Provided text:
┏━━
Aurelis Troncoso – Graduate Student Coordinator, 2023-2024
Aurelis Troncoso, M.A. (she/they pronouns), is a Doctoral Candidate in the American Culture Program at the University of Michigan, Ann Arbor. Troncoso’s fields of study include intersectionalities of race, gender, (queer) sexuality, Afro-Latinidad in the Caribbean and the United States, Black feminist theory, queer and trans theory, and Afro-Caribbean religions. Her dissertation project focuses on the experiences of LGBTQ practitioners of Santeria and Espiritismo in Puerto Rico and how practitioners negotiate race, nationality, queerness and transness within sacred spaces. Troncoso obtained a Bachelor of Arts degree from Hampshire College in Multicultural Education, African Diaspora and Gender Studies (2016). Her capstone research titled La Rebelión de las Shangos: The resistance of Black Cuban Women in Regla de Ocha-Ifá, stemmed from two years of ethnographic field work in Cuba, and explored the empowerment of Black Cuban women in Ocha-Ifá (Santería) post colonization while negotiating race, gender, sexuality, nationhood and power. In addition, Troncoso has dedicated the last ten years to grass-roots organizing and teaching creative writing to youth through a social justice lens. Troncoso is a proud alum of the James Baldwin Scholars Program (2011) and a fellow of the Institute for Recruitment of Teachers (IRT, 2016). Some of her accomplishments include co-organizing an international exhibition in Cuba titled Addimú pa’ mi, celebrating Neo-African art. She is also a double time recipient of the Ingenuity Award recognizing her leadership efforts within local communities and beyond. Additionally, she served as a Graduate Student Representative to the Latina/o Studies Advisory Board, where she reported concerns and solutions to the Department of American Culture, University of Michigan. Currently, Troncoso is the coordinator of the Cuban Diaspora Rackham Interdisciplinary Workshop at the University of Michigan, Ann Arbor. Troncoso resides in Puerto Rico and is a Bronx native.
┗━━
Given information:
┏━━
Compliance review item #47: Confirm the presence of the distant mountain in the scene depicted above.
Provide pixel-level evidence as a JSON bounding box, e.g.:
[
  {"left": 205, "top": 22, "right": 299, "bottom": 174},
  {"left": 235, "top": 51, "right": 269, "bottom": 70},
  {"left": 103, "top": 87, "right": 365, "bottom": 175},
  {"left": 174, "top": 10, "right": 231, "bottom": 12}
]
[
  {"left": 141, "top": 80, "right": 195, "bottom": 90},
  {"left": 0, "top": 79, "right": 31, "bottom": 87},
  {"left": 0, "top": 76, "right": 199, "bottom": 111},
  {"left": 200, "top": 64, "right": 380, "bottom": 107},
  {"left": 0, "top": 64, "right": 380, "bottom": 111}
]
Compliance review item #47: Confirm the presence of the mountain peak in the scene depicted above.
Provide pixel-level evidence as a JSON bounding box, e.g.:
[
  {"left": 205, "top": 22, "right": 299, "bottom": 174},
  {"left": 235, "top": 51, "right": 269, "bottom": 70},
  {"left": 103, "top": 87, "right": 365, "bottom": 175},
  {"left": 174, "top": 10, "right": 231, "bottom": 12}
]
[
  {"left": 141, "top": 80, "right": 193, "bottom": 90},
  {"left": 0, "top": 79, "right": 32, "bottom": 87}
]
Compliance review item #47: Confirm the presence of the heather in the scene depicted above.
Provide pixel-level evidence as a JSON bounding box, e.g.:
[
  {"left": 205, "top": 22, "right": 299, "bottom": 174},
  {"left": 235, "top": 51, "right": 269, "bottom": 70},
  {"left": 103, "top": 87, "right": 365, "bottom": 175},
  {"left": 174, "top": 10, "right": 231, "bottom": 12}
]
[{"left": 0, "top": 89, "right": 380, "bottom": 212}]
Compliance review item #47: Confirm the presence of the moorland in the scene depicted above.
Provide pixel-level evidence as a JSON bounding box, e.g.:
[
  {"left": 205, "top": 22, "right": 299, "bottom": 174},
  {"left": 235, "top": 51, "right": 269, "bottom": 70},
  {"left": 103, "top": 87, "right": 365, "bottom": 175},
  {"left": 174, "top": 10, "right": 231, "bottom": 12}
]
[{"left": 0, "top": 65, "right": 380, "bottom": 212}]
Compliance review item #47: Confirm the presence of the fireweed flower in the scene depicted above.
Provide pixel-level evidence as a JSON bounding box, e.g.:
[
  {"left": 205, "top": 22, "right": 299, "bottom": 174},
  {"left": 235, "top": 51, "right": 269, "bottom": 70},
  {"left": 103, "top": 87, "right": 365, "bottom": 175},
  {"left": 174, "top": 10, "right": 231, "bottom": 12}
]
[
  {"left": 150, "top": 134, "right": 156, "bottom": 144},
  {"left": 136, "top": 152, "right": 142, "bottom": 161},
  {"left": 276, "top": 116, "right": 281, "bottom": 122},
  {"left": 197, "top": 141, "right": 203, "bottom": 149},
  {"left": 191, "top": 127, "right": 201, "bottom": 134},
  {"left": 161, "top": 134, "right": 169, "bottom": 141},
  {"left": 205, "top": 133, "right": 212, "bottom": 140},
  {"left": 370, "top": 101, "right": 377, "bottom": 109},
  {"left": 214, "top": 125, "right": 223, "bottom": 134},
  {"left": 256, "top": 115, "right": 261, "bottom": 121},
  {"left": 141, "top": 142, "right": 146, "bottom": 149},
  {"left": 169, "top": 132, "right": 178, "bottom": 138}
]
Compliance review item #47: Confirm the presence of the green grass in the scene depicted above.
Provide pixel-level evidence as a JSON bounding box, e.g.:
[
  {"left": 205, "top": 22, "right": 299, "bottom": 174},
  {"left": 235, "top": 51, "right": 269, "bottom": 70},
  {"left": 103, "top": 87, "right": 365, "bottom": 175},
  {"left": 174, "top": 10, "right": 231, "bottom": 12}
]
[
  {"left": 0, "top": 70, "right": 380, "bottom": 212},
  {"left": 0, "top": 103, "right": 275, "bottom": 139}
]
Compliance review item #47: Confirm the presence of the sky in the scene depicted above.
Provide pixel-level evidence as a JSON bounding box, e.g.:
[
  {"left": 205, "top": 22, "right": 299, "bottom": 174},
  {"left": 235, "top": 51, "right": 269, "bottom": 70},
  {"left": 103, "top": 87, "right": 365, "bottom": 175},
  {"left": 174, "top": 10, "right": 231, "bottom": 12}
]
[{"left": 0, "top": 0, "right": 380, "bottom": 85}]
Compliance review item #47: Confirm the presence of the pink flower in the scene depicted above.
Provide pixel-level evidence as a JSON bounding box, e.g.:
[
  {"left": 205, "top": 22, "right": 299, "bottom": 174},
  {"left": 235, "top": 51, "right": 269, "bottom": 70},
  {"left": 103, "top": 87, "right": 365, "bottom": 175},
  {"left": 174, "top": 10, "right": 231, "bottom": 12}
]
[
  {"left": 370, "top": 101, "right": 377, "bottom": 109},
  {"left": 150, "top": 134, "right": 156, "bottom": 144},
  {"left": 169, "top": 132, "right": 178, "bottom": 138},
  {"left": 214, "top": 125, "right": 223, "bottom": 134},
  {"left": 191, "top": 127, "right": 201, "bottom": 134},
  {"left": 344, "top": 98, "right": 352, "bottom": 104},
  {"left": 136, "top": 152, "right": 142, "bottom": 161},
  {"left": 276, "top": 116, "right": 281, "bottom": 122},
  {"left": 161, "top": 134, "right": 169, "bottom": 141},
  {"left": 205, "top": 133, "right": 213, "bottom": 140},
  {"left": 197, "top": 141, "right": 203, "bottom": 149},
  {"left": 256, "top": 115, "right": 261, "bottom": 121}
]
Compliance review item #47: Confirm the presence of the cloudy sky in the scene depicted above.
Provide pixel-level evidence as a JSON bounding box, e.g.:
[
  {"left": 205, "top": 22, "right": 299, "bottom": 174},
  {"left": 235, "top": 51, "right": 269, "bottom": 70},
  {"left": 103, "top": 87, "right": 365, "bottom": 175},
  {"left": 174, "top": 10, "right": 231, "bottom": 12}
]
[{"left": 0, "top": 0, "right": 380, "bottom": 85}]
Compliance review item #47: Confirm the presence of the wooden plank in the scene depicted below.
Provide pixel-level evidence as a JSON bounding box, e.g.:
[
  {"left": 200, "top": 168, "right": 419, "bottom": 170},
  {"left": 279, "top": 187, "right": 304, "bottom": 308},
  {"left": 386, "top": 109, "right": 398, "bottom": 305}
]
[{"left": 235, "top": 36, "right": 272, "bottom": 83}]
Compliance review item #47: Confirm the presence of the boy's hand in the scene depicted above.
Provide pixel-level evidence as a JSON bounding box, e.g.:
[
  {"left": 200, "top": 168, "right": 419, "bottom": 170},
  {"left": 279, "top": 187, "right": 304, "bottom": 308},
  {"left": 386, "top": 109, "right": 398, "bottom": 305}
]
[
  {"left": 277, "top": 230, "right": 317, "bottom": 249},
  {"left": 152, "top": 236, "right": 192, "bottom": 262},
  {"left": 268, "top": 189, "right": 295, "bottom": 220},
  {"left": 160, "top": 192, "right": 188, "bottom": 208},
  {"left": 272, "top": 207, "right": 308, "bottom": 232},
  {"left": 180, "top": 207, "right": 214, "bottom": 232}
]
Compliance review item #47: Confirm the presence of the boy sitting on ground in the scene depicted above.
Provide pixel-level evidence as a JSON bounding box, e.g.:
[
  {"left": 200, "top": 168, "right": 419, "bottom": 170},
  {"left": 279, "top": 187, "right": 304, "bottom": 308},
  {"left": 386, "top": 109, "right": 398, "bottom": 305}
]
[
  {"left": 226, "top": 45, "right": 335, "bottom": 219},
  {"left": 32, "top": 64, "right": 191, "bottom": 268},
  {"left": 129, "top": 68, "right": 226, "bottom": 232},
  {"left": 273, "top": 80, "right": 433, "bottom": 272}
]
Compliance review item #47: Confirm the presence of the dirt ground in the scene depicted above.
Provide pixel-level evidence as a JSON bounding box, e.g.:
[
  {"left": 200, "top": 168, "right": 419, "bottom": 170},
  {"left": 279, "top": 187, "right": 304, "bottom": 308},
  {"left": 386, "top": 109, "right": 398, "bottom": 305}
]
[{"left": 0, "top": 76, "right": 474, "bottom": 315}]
┗━━
Task prompt: According to the profile of Aurelis Troncoso, what degree did Troncoso earn from Hampshire College? Answer from the profile of Aurelis Troncoso alone, not from the listing.

Exercise result: A Bachelor of Arts in Multicultural Education, African Diaspora and Gender Studies (2016).